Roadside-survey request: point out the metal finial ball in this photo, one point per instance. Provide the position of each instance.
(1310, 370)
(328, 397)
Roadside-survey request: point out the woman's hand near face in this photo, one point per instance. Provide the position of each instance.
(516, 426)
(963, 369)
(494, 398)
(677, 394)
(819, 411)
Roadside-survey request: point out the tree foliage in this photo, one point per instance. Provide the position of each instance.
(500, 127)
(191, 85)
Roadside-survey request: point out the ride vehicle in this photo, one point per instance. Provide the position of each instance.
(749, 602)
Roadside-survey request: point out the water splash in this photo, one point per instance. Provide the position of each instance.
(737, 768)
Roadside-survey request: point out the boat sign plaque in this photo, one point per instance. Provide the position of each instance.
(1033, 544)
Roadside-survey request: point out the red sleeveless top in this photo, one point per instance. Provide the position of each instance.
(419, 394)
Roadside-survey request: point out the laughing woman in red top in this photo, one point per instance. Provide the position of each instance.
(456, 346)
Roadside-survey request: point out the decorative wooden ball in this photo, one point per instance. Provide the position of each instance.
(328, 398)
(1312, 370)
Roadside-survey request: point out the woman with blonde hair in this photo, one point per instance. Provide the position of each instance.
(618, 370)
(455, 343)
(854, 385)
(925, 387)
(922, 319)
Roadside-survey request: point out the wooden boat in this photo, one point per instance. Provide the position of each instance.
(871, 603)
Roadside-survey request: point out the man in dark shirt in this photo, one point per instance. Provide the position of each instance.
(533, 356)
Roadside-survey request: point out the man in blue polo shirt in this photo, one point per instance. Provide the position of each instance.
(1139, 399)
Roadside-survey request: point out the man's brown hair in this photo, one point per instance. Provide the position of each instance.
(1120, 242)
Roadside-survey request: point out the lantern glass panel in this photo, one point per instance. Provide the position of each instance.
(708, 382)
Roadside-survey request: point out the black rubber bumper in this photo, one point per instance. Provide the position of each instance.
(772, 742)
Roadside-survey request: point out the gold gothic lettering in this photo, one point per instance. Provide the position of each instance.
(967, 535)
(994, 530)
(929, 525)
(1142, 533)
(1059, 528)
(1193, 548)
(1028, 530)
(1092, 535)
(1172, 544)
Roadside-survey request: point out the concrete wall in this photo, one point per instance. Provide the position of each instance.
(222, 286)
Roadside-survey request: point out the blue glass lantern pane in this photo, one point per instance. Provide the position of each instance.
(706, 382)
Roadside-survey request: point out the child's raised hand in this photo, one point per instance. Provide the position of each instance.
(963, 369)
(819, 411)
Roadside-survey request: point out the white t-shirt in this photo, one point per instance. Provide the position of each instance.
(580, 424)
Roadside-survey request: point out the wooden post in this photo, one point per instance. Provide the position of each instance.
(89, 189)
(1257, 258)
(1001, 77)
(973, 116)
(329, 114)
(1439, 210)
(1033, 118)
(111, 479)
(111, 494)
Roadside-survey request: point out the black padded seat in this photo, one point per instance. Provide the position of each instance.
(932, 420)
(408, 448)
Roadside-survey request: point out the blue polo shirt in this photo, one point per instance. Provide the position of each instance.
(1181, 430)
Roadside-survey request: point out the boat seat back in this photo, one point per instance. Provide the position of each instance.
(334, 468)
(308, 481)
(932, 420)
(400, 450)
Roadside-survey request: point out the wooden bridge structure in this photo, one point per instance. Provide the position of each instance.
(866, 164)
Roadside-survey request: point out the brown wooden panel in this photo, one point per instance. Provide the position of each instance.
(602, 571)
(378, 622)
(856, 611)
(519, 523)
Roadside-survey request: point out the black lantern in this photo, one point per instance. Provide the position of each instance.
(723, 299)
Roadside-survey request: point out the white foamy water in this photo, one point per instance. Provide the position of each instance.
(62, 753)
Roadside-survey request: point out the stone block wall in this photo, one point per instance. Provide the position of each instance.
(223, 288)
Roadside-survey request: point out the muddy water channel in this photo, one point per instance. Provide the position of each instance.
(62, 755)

* * *

Task directions |
Copy out the line containing "Roadside-survey request: point out the blue polo", then every line after it through the end of the listing, exactly and with nothing else.

Completed task |
Roadside-survey request: point out the blue polo shirt in this photo, one point per instance. Provide the position of each instance.
(1181, 430)
Roadside-survey request: point out the boat seat back in this photo, one point per instance. Provide the position of each instance.
(334, 468)
(308, 481)
(932, 420)
(400, 450)
Roadside-survey request: point out the wooden bridge structure in this photo, one point per instance. Provide the position of each instance.
(866, 164)
Roadside-survey request: point out the brown wooden panel in this photo, one point per instance. Provide the position of each instance.
(602, 571)
(378, 622)
(856, 611)
(519, 523)
Roadside-survey request: point out the black lantern in this photo, one point per instance. Provide the position of each instance.
(723, 299)
Roadside-survey request: point out the white foamy water in this photo, one point per instance. Provide the position of each instance.
(62, 753)
Roadside-survey request: point out the stone block wall in this photo, one point per instance. Provide the position of each instance.
(223, 288)
Roadside-survey request: point out the muddy water channel in this photo, one point per instance. Provide the position of each instance.
(62, 755)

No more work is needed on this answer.